** WHAT THIS TASK INVOLVES **
Could you copy each line of the listing that holds "floor"?

** DATA TO EXAMINE **
%%

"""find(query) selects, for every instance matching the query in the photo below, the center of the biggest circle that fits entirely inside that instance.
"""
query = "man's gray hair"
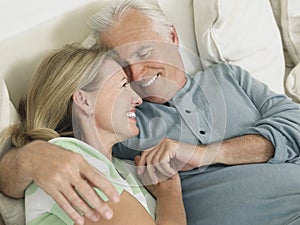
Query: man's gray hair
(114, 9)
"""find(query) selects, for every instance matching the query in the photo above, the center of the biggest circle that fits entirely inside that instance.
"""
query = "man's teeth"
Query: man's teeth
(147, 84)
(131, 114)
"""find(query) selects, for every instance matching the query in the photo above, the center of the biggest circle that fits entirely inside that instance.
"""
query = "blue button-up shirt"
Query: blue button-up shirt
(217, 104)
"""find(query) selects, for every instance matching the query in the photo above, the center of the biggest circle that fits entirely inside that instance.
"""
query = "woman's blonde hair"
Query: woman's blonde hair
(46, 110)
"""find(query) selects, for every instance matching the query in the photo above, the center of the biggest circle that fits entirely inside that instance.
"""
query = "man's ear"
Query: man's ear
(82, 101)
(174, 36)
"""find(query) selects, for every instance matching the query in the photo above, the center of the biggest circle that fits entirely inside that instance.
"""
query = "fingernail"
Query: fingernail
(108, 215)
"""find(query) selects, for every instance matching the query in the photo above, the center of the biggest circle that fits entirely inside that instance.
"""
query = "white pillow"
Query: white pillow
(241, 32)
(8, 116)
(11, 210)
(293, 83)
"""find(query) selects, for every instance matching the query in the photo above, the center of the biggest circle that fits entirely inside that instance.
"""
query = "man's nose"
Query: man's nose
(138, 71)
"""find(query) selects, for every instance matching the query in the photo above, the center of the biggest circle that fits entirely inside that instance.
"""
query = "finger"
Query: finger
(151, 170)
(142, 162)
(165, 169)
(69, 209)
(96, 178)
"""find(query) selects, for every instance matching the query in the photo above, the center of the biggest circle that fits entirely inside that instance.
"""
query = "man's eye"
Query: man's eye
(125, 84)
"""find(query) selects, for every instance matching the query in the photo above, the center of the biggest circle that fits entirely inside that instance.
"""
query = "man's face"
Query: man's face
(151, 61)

%%
%%

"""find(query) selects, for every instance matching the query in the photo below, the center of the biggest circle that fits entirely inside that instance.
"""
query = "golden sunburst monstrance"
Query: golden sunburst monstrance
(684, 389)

%%
%%

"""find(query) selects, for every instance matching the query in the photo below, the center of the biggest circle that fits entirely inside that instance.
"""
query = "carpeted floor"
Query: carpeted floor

%%

** EXERCISE RESPONSE **
query = "carpeted floor"
Query: carpeted floor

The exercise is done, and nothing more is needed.